** Aufgaben **
A - Erkläre anhand des Textes über den Hamburger Schulstreit, warum die Direktoren das geplante zentrale Schülerregister fürchten.
B - Gib aus dem Text über den Hamburger Schulstreit den Abschnitt von „In Hamburg planen“ bis „abgeschoben werden könnten.“ wortgetreu wieder.
C - Nenne in der Reihenfolge ihres Auftretens alle verschiedenen Wörter im Text über den Hamburger Schulstreit, die mit „Schul“ beginnen.

** Vorliegender Text **
Streit in Hamburg: Dürfen Kinder von Eltern ohne Aufenthaltspapiere zur Schule gehen?

In Hamburg planen Schulleiter, die Kinder von Eltern ohne Aufenthaltspapiere an ihren Schulen unterrichtet haben, ohne sie der Ausländerbehörde zu melden, ein heimliches Gipfeltreffen, um sich über ihr gemeinsames Vorgehen gegenüber der Schulbehörde zu verständigen. Dies meldete am Mittwoch das Hamburger Abendblatt. Die Direktoren befürchten, daß die Kinder wegen des geplanten neuen zentralen Schülerregisters (ZSR), auf das auch die Ausländerbehörde Zugriff hätte, von dieser ermittelt und somit – samt ihrer Eltern – abgeschoben werden könnten.

** Zeilenauszüge **
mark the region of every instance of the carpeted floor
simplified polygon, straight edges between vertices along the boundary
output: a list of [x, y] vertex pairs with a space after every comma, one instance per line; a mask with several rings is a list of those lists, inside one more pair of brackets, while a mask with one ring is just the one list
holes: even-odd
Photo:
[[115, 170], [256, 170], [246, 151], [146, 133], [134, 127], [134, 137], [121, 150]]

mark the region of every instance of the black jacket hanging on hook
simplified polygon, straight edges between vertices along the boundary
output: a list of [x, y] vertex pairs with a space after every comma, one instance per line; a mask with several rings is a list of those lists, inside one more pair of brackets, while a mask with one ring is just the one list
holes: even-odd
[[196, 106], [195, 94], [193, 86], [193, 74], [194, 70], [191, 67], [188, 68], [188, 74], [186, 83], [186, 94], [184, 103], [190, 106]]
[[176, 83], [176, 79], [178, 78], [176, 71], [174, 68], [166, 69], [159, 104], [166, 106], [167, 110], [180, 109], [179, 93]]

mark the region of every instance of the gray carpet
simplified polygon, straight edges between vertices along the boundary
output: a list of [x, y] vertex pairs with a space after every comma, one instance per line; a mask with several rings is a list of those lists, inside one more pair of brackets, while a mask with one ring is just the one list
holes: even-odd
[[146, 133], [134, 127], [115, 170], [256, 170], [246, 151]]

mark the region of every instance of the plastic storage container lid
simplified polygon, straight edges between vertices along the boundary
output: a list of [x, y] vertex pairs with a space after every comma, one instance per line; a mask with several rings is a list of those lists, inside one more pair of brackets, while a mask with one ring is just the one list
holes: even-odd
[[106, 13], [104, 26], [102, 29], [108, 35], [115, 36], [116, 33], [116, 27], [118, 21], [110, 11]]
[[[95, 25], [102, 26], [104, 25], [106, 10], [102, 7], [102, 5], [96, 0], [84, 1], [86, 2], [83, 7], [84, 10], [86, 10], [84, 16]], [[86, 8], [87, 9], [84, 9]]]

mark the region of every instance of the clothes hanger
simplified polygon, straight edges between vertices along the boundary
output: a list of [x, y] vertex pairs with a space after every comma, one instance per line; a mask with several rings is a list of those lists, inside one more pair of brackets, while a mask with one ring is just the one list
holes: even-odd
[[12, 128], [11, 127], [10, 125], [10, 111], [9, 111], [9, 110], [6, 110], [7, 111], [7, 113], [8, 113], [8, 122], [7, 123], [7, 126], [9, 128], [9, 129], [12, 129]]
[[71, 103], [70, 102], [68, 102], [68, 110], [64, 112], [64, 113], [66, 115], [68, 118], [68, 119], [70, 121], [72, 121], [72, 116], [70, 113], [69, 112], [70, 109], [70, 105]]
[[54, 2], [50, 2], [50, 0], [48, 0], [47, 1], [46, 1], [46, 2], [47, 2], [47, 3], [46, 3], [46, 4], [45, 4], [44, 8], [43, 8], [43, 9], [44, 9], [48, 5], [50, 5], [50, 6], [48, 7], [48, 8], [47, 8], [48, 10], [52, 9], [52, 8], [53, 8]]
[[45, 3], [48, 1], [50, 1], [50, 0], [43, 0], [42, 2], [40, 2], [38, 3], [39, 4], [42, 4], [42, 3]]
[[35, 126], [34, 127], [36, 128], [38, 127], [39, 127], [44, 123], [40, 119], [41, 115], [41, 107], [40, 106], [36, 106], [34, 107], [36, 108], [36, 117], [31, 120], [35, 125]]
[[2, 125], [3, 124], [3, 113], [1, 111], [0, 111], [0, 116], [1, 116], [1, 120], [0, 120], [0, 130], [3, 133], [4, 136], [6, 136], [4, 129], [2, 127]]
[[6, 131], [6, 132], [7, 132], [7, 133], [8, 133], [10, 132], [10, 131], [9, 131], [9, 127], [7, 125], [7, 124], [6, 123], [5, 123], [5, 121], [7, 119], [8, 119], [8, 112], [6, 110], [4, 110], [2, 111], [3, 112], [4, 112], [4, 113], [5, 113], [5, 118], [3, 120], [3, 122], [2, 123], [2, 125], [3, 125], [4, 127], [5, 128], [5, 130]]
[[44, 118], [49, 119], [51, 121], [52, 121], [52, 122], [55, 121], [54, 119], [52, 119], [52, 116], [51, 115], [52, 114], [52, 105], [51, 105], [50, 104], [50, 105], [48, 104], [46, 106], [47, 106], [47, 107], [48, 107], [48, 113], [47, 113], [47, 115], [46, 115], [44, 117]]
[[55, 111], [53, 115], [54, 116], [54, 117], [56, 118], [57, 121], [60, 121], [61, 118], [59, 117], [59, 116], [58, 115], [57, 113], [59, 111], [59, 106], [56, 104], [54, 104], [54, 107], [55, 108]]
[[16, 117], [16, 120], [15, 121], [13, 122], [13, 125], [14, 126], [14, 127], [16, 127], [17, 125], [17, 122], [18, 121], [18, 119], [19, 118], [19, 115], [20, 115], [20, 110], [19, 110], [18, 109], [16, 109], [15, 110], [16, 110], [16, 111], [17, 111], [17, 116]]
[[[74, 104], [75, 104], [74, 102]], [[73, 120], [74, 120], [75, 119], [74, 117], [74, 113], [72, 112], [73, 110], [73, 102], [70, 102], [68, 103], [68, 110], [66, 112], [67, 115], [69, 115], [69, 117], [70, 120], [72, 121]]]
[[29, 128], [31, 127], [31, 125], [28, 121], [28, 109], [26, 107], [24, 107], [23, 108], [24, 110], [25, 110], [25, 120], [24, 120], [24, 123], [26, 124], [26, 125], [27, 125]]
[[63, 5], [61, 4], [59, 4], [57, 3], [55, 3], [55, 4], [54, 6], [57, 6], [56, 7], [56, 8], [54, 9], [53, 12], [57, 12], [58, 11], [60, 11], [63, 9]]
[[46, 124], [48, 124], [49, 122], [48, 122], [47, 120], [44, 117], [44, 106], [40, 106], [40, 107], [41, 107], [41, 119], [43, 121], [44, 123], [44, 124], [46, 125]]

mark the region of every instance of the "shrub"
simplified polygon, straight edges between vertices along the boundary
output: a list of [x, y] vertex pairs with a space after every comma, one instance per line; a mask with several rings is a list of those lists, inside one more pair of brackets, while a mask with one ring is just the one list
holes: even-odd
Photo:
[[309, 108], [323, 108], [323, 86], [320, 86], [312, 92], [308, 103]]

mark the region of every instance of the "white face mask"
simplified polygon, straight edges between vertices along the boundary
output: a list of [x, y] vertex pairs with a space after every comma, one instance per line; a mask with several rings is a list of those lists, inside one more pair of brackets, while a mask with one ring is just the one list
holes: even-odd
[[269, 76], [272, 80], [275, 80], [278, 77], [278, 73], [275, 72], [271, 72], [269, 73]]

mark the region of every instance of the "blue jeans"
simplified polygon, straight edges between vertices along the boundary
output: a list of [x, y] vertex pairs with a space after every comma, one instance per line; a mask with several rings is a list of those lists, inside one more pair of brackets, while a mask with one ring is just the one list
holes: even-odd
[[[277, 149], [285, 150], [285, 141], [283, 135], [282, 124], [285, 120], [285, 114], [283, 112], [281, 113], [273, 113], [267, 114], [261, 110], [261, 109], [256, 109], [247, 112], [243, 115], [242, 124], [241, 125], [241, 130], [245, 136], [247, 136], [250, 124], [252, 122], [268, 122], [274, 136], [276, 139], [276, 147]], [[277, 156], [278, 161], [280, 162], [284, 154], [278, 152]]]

** Lösungen **
A - Auch die Ausländerbehörde hätte Zugriff auf das geplante zentrale Schülerregister (ZSR). Die Direktoren befürchten deshalb, dass die Behörde die Kinder ermitteln könnte. Dann könnten die Kinder samt ihren Eltern abgeschoben werden.

B -
In Hamburg planen Schulleiter, die Kinder von Eltern ohne Aufenthaltspapiere an ihren Schulen unterrichtet haben, ohne sie der Ausländerbehörde zu melden, ein heimliches Gipfeltreffen, um sich über ihr gemeinsames Vorgehen gegenüber der Schulbehörde zu verständigen. Dies meldete am Mittwoch das Hamburger Abendblatt. Die Direktoren befürchten, daß die Kinder wegen des geplanten neuen zentralen Schülerregisters (ZSR), auf das auch die Ausländerbehörde Zugriff hätte, von dieser ermittelt und somit – samt ihrer Eltern – abgeschoben werden könnten.

C -
- Schule
- Schulleiter
- Schulen
- Schulbehörde